** Tarefas do exercício **
- A) Segundo o trecho, em que ano a antiga fazenda foi desapropriada pelo governo federal?
- B) Reescreva a passagem do trecho que vai de "Em 1968, a antiga" até "década de 1970.", trocando "governo federal" por "governo estadual".

** Trecho selecionado **
★ ★ ★ ★ ★
Em 1968, a antiga fazenda foi
desapropriada pelo governo federal, tornando-se área federal. A primeira
medição foi realizada pelo Incra no fim da década de 1970.
“Quando a questão iniciou eu tinha 15
anos e passei muito trabalho nessas terras. Tiravam tudo o que a gente
produzia, tínhamos de esconder a comida nos matos. A primeira vez que
tentaram me tirar, desmancharam a casinha que eu tinha construído, eu
era recém-casado. Mas sou teimoso, sempre tive esperança e estou aqui
para receber meu documento”, declara Batista Fogliato Neto, um dos
moradores mais antigos do local.
Aos 86 anos, ele se emociona em poder
deixar aos filhos e netos não só o legado da agricultura, como também a
terra pela qual tanto lutou. “Hoje eu ajudo só um pouquinho na lida
porque não tenho mais muita força. Ensinei meu neto a plantar, sempre
fiz em linha reta só na prática, sem balizar. Eu queria era poder ceder a
terra para eles, e agora finalmente vou conseguir”, planeja Fogliato.
A sobrinha Maria Luísa Fogliato também
representa a segunda geração de agricultores “perseverantes”. Filha de
José Amadeu e Zuleide, aos 46 anos, ela recebe o título de “sua chácara”
com orgulho. “Nasci e me criei aqui. Aprendi tudo com meu pai. Eu
tocava os bois de madrugada junto com ele, chegamos a plantar sete
hectares de batata-doce para vender. Acho que tem de ficar na
agricultura porque por mais que passe trabalho, aqui temos comida”,
observa ela. A agricultora trabalha em conjunto com o irmão, cada um em
seu lote, e ambos sob os conselhos do pai.
★ ★ ★ ★ ★
** Informações exibidas **
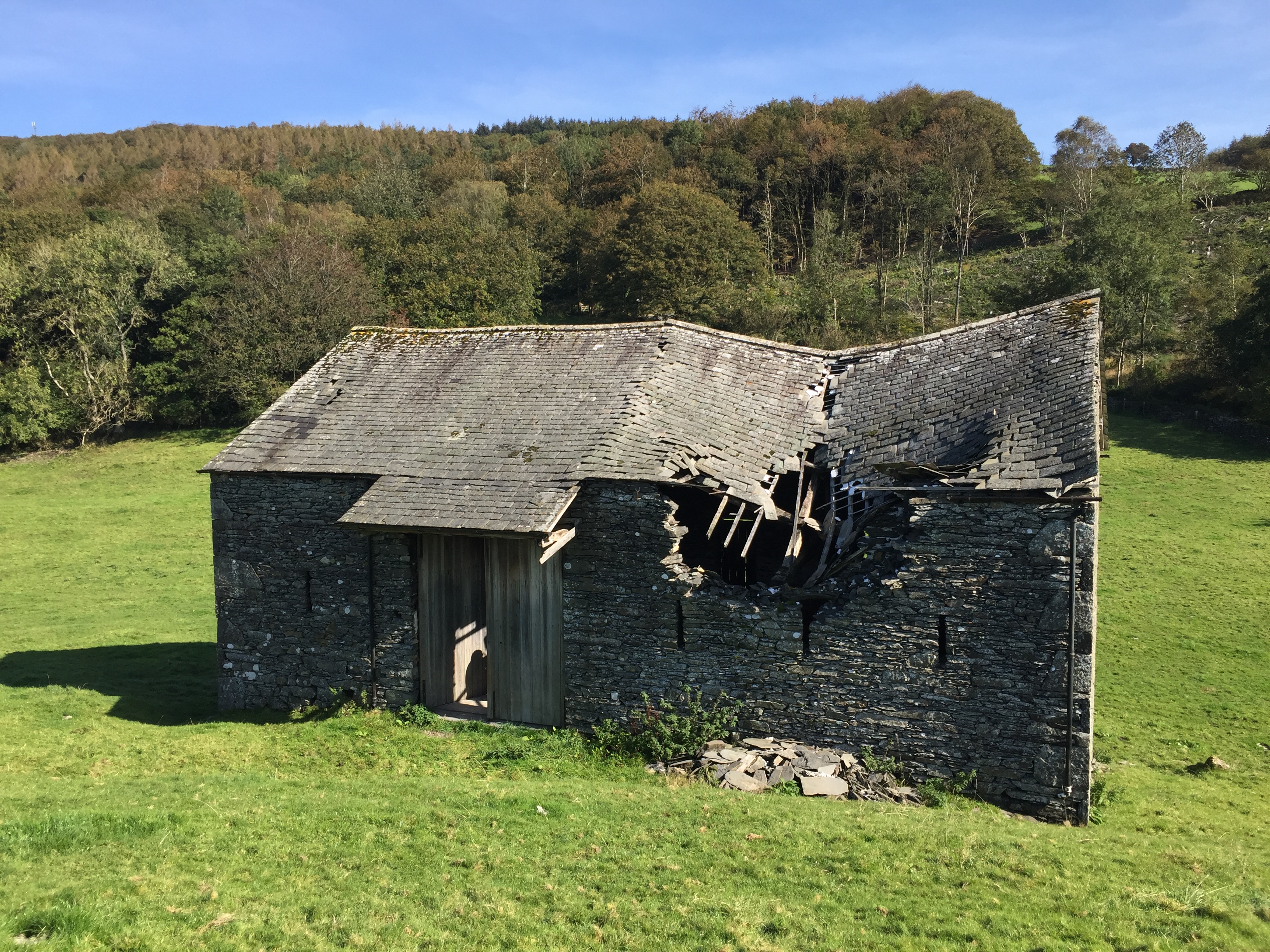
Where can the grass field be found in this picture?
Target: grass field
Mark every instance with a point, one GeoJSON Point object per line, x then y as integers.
{"type": "Point", "coordinates": [134, 817]}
★ ★ ★ ★ ★
** Respostas às tarefas **
- A) Em 1968.

- B)
Em 1968, a antiga fazenda foi
desapropriada pelo governo estadual, tornando-se área federal. A primeira
medição foi realizada pelo Incra no fim da década de 1970.